§ **Text to read**

Monday, April 19, 2010

A Spirit-ed Debate

We've all heard and seen the headlines, "Spirit to charge $45 for carry-on luggage!" Lots of strum and drang. Some congressmen even want to "protect" us with new regulations. Wait a minute...what's going on?

Let's step back for a minute and take a more objective look at Ben Baldanza and his Spirit Airlines. (Let me make it clear. I'm NOT defending his decisions, just describing a few facts.) When Baldanza took over the South Florida based airline, he had a vision. He wanted to make Spirit and its home airport (Ft. Lauderdale/ Hollywood, FL) international. He had noticed the demographic shifts of people from various parts of Latin America moving north from the Miami area to the Ft. Lauderdale area. As he reasoned, "Why should they have to go all the way to Miami to fly back home?"

It's that sort of questioning that has marked Baldanza's thinking throughout his long career in the the airline business. He also made another important decision when he became CEO at Spirit. He realized that there were two basic models for an airline. At one end was Singapore Air with it's superb service, high-end amenities, and reputation for pampering everyone. At the other end of the spectrum was Ryan Air, a no-frills airline in the extreme. It competes on low fares with an a la carte system where you pay for everything you want.

Baldanza says that the problem with most airlines is that they try to live somewhere in the middle but don't deliver either great service or very low prices. So he decided to remold Spirit in the Ryan image. You get a fairly low fare (sometimes even a $9 special) and then pay for everything else...everything. OK. You know that going in so it's no surprise. As most airlines tried to survive the economic difficulties over the last few years, they also started adding on charges for basics (or what used to be considered basics) although not lowering their fares particularly.

§ **Exercise task A**
In the Spirit Airlines post, retype the passage between "A Spirit-ed Debate" and "minute...what's going on?", inclusive.
§ **Exercise task B**
Summarize the Spirit Airlines post in two sentences.
§ **Exercise task C**
According to the Spirit Airlines post, which airline represents the superb-service, high-end end of the spectrum?

§ **Entries provided**
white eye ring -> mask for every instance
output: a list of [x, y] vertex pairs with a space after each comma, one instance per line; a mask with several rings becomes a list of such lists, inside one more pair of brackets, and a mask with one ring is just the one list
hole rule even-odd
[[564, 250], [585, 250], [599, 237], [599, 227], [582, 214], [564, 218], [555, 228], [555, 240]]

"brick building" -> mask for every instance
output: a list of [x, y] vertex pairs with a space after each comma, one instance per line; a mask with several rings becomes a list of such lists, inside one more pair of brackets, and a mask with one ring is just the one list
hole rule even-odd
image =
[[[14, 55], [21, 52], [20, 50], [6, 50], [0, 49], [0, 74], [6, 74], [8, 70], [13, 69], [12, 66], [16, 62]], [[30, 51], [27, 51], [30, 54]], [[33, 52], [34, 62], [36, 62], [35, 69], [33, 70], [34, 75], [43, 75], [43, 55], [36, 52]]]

§ **Written answer A**
A Spirit-ed Debate

We've all heard and seen the headlines, "Spirit to charge $45 for carry-on luggage!" Lots of strum and drang. Some congressmen even want to "protect" us with new regulations. Wait a minute...what's going on?

§ **Written answer B**
When Ben Baldanza became CEO of South Florida-based Spirit Airlines, he set out to make the airline and its home airport in Ft. Lauderdale/Hollywood international. Believing that most airlines sit in the middle and deliver neither great service nor very low prices, he remade Spirit on the no-frills Ryan Air model, with fairly low fares and a charge for everything else.

§ **Written answer C**
Singapore Air.